EXCERPT PROVIDED

======

It’s that time! I’m happy you’re here and deeply grateful to you for being a paid subscriber. It means you’re directly supporting me and my work and that means the world. Alright! Monday private post here. we. go.
There has been so much horror, devastation, and grief in the past week globally. Personally, I’ve felt like I cannot handle it. Like I’m drowning in it. So I’ve been trying to make space for moments of pause and contemplation amidst the overwhelm. I’ve been trying to practice sitting in this space and listening rather than reacting. It’s a challenging practice. I’m trying to s l o w things down. My heart rate, my immediate desire to match and heal my friends’, neighbors’, colleagues’, and strangers’ pain, my knee-jerk reaction to engage with ceaseless Instagram outrage, to take in the 24-hour news cycle, and on and on.
Louise Glück, the winner of the Nobel Prize in Literature, the National Book Award, the Pulitzer Prize, and many other honors, passed away recently. Her poems are known for their confessional quality, use of mythology, and stark, uncompromising portrayal of inner life. She often places children and mothers at the heart of her stories. There is an immediacy to her language, it feels precise yet also somehow timeless.
When I’m feeling lost, overcome by powerful emotions, overwhelmed by the pain and horrors of life, and also by its beauty and possibility, I turn to poetry.
Poetry is a gathering place that allows my mind to rest, like a wounded animal that must stay quiet and still, absorbing the nature around it, in order to heal itself.
Below is some of Glück’s work. I hope it feels like a place where you too can lay and rest a while as you gather strength to face the goings on of the world.
The Denial of Death
PARIS REVIEW ISSUE 226, FALL 2018
1. A Travel Diary
I had left my passport at an inn we stayed at for a night or so whose name I couldn’t remember. This is how it began. The next hotel would not receive me. A beautiful hotel, in an orange grove, with a view of the sea. How casually you accepted the room that would have been ours, and, later, how merrily you stood on the balcony, pelting me with foil-wrapped chocolates. The next day you resumed the journey we would have taken together.
The concierge procured an old blanket for me. By day, I sat outside the kitchen. By night, I spread my blanket among the orange trees. Every day was the same, except for the weather.
After a time, the staff took pity on me. A busboy would bring me food from the evening meal, the odd potato or bit of lamb. Sometimes a postcard arrived. On the front, glossy landmarks and works of art. Once, a mountain covered in snow. After a month or so there was a postscript: X sends regards.
I say a month, but really I had no idea of time. The busboy disappeared. There was a new busboy, then one more, I believe. From time to time, one would join me on my blanket.
I loved those days! Each one exactly like its predecessor. There were the stone steps we climbed together and the little town where we breakfasted. Very far away, I could see the cove where we used to swim, but not hear anymore the children calling out to one another, nor hear you anymore, asking me if I would like a cold drink, which I always would.

======

DATA EXTRACT
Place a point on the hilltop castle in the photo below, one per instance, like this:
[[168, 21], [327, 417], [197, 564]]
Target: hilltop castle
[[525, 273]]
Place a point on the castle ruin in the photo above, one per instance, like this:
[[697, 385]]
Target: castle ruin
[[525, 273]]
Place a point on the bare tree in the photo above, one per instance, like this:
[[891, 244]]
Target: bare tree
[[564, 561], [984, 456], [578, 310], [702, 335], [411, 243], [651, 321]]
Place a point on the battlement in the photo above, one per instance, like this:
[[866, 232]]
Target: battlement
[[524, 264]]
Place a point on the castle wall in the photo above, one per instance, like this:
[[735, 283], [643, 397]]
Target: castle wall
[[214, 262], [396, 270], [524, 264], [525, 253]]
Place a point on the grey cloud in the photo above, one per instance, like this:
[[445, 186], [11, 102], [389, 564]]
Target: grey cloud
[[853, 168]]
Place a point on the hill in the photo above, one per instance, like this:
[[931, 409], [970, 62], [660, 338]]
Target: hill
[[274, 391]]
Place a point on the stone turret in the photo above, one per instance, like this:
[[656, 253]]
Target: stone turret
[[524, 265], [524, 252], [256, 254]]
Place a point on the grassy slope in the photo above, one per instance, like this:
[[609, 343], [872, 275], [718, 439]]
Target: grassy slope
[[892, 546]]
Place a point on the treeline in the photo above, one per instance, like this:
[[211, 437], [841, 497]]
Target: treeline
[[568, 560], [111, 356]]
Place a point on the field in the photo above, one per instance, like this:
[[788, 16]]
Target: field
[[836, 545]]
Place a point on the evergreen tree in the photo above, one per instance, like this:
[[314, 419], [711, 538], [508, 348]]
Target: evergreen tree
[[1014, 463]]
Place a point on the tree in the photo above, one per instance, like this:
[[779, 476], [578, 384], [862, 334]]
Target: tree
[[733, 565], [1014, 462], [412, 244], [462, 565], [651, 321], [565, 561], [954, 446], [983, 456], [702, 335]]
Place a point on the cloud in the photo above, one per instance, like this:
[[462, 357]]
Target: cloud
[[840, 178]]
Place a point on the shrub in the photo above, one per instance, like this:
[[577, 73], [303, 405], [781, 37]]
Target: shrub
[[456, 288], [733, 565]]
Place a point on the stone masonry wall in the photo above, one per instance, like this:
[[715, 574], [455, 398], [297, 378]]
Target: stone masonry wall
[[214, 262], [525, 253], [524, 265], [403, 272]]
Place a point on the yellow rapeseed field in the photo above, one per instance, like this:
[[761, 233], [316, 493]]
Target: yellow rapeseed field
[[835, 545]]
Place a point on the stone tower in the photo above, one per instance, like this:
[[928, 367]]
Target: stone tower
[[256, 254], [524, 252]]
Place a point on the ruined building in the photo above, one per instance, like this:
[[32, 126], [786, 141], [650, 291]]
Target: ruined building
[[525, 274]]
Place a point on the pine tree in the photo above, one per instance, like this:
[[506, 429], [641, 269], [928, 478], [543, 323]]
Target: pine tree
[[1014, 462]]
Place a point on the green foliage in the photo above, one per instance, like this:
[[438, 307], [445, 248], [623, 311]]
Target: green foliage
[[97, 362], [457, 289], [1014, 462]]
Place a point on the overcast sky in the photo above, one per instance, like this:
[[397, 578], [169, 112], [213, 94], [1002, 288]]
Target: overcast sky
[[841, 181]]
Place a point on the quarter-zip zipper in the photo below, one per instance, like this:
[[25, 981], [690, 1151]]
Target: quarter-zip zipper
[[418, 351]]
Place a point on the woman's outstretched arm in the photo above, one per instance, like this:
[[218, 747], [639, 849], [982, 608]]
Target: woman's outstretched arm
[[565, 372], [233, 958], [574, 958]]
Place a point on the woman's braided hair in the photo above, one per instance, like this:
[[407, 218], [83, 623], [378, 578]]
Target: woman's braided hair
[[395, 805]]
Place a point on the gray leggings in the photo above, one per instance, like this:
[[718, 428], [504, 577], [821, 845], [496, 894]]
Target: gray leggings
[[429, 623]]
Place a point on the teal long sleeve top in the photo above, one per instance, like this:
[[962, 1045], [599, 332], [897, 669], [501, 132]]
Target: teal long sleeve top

======

AIM OF THE EXERCISE
Using the post about Louise Glück, decide whether each statement agrees with it: (a) Glück won the Pulitzer Prize; (b) "The Denial of Death" ran in the Paris Review's spring 2018 issue; (c) in the poem, the concierge brings the speaker food from the evening meal. Answer yes or no for each and quote the words that settle it.

SOLUTION TO THIS TASK
(a) Yes: "the winner of the Nobel Prize in Literature, the National Book Award, the Pulitzer Prize"
(b) No: "PARIS REVIEW ISSUE 226, FALL 2018"
(c) No: "A busboy would bring me food from the evening meal"